Document source:
::::::::

Mon antidote à cette résignation, c'est cette petite phrase d' Arthur Rimbaud (Correspondance 1881):

"Heureusement que cette vie est la seule et que cela est évident".

Pas de plus belle profession d'athéisme radical.


On en a bien besoin. Parce qu'en effet, de quoi crève-t-on aujourd'hui si ce n'est d'un vieux fond moral et religieux (d'un vieux fond victimaire) qui ne cesse de nous renvoyer à un supposé déterminisme ? Tout serait écrit, il n'y a pas de hasard, se dit-on. Ou alors, on déclare que les dés sont pipés, que nos comportements sont imprégnés de notre entourage familial, des traumatismes de notre enfance  ou de notre classe sociale. Ces idées, bizarrement, rassurent et réconfortent la plupart d'entre nous. C'est pour ça qu'on est tellement conservateurs, tellement timorés et qu'on se plie si facilement à la tyrannie de l'opinion commune et de la bienséance.

::::::::

Matériel de travail:
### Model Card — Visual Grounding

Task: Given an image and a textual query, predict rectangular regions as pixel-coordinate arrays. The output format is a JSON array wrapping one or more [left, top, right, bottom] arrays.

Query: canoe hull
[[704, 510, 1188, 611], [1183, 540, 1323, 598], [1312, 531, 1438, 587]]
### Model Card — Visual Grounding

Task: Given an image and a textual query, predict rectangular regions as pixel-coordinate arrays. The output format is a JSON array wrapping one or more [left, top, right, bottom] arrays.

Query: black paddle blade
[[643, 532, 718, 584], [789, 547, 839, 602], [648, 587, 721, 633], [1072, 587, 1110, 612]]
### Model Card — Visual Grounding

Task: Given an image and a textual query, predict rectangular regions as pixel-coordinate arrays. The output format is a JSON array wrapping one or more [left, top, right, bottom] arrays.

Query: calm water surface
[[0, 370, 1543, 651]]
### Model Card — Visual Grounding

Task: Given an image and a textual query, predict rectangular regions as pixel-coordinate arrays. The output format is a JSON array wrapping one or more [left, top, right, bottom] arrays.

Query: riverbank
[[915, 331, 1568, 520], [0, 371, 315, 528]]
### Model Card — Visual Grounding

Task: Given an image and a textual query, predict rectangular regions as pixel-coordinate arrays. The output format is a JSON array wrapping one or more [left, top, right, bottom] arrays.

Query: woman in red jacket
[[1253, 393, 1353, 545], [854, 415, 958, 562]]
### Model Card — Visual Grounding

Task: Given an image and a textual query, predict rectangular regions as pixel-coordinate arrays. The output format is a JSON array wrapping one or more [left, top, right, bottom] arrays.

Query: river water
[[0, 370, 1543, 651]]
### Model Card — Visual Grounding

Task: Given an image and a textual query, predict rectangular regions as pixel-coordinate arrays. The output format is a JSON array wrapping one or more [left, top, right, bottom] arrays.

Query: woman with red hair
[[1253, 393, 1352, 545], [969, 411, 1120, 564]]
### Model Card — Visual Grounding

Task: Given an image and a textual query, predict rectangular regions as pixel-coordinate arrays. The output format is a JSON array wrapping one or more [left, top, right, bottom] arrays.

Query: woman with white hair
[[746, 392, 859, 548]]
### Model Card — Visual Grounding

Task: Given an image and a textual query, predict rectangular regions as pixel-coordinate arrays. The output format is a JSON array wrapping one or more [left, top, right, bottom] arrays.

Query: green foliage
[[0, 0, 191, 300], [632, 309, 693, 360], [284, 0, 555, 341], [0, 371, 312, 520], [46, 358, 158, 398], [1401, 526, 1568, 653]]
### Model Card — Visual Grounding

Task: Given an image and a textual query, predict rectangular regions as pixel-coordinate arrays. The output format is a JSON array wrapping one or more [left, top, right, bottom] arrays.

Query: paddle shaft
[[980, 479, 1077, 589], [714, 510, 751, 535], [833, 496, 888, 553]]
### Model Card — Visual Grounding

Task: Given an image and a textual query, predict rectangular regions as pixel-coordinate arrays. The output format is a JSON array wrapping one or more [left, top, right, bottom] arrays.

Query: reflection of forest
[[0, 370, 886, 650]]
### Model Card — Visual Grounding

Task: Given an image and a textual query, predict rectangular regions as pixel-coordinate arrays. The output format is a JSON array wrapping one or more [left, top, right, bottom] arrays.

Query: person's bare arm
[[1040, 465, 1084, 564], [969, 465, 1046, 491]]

::::::::

Actions demandées:
A – Répondez à ces questions sur le document source.
(i) Quelle phrase d'Arthur Rimbaud est présentée comme un antidote à la résignation ?
(ii) D'où cette phrase est-elle tirée ?
(iii) Quel effet les idées de déterminisme ont-elles sur la plupart d'entre nous ?
B – Recopiez le listing sans rien y changer, en partant de sa première ligne et en allant jusqu'à la ligne qui contient « 587, 1110, 612]] », celle-ci comprise.
Le document source et le listing ne proviennent pas de la même origine.

Solutions complètes:
A –
(i) « Heureusement que cette vie est la seule et que cela est évident ».
(ii) De la Correspondance de 1881.
(iii) Elles rassurent et réconfortent la plupart d'entre nous.

B –
### Model Card — Visual Grounding

Task: Given an image and a textual query, predict rectangular regions as pixel-coordinate arrays. The output format is a JSON array wrapping one or more [left, top, right, bottom] arrays.

Query: canoe hull
[[704, 510, 1188, 611], [1183, 540, 1323, 598], [1312, 531, 1438, 587]]
### Model Card — Visual Grounding

Task: Given an image and a textual query, predict rectangular regions as pixel-coordinate arrays. The output format is a JSON array wrapping one or more [left, top, right, bottom] arrays.

Query: black paddle blade
[[643, 532, 718, 584], [789, 547, 839, 602], [648, 587, 721, 633], [1072, 587, 1110, 612]]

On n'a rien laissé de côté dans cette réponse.